### WHAT IS EXPECTED:
The records are to be restated in their entirety, word for word.

### EXTRACTED DATA:
────────────────────────────────────────
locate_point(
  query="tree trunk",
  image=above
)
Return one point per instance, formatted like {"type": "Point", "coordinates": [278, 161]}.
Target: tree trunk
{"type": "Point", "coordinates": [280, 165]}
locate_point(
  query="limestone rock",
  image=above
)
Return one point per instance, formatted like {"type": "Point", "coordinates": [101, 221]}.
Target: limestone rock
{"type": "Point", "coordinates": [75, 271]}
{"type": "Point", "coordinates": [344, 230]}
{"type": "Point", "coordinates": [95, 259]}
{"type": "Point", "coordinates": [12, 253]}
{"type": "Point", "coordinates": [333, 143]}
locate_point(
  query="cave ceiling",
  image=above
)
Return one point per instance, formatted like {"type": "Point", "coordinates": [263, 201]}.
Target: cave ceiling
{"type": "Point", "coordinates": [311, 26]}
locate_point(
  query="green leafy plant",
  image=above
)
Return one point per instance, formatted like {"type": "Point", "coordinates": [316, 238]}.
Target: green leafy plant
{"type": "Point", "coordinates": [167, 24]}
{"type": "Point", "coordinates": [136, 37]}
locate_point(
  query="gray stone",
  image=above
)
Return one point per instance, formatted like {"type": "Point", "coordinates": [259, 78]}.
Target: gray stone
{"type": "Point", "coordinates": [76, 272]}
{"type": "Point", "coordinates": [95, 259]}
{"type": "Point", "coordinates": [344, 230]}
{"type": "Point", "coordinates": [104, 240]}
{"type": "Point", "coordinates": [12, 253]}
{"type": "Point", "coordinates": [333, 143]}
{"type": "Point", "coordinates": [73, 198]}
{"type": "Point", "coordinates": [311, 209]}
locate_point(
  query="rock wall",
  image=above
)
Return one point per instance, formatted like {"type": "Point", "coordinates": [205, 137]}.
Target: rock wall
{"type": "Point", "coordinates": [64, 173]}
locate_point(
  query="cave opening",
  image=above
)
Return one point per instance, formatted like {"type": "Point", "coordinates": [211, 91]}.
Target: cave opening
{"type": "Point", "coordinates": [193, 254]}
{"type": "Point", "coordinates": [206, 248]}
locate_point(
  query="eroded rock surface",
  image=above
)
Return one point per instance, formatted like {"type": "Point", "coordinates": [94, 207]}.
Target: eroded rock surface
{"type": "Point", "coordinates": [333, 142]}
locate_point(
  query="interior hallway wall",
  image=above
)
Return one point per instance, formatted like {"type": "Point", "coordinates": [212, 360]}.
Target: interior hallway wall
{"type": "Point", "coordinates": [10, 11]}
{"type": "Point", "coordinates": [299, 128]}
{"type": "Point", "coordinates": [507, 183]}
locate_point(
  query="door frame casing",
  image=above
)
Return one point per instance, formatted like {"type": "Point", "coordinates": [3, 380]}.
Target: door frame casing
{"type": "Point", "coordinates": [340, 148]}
────────────────────────────────────────
### FINISHED EXERCISE:
locate_point(
  query="tree trunk",
  image=above
)
Return one point per instance, formatted like {"type": "Point", "coordinates": [278, 161]}.
Target: tree trunk
{"type": "Point", "coordinates": [280, 165]}
locate_point(
  query="limestone rock",
  image=above
)
Return one point per instance, formatted like {"type": "Point", "coordinates": [101, 221]}.
Target: limestone rock
{"type": "Point", "coordinates": [75, 271]}
{"type": "Point", "coordinates": [344, 230]}
{"type": "Point", "coordinates": [95, 259]}
{"type": "Point", "coordinates": [12, 253]}
{"type": "Point", "coordinates": [333, 143]}
locate_point(
  query="cave ceiling",
  image=above
)
Return one point per instance, formatted like {"type": "Point", "coordinates": [263, 201]}.
Target: cave ceiling
{"type": "Point", "coordinates": [311, 26]}
locate_point(
  query="green leafy plant",
  image=above
)
Return one point per instance, formatted like {"type": "Point", "coordinates": [316, 238]}.
Target: green leafy plant
{"type": "Point", "coordinates": [167, 24]}
{"type": "Point", "coordinates": [136, 37]}
locate_point(
  query="gray stone",
  image=above
)
Return one point per instance, formatted like {"type": "Point", "coordinates": [259, 78]}.
Target: gray stone
{"type": "Point", "coordinates": [76, 272]}
{"type": "Point", "coordinates": [95, 259]}
{"type": "Point", "coordinates": [344, 230]}
{"type": "Point", "coordinates": [104, 240]}
{"type": "Point", "coordinates": [12, 253]}
{"type": "Point", "coordinates": [333, 143]}
{"type": "Point", "coordinates": [73, 198]}
{"type": "Point", "coordinates": [311, 209]}
locate_point(
  query="rock wall",
  image=above
)
Return one point per instance, formatted like {"type": "Point", "coordinates": [205, 137]}.
Target: rock wall
{"type": "Point", "coordinates": [64, 173]}
locate_point(
  query="cave opening",
  image=above
)
Return one point per instance, formatted like {"type": "Point", "coordinates": [211, 91]}.
Target: cave opening
{"type": "Point", "coordinates": [193, 254]}
{"type": "Point", "coordinates": [206, 248]}
locate_point(
  query="eroded rock surface",
  image=above
)
Return one point per instance, formatted like {"type": "Point", "coordinates": [94, 207]}.
Target: eroded rock surface
{"type": "Point", "coordinates": [333, 142]}
locate_point(
  query="interior hallway wall",
  image=above
)
Return one point per instance, formatted like {"type": "Point", "coordinates": [212, 360]}.
Target: interior hallway wall
{"type": "Point", "coordinates": [10, 11]}
{"type": "Point", "coordinates": [299, 128]}
{"type": "Point", "coordinates": [507, 183]}
locate_point(
  query="door frame casing",
  image=above
)
Return one point per instance, formatted like {"type": "Point", "coordinates": [3, 380]}.
Target: door frame casing
{"type": "Point", "coordinates": [340, 148]}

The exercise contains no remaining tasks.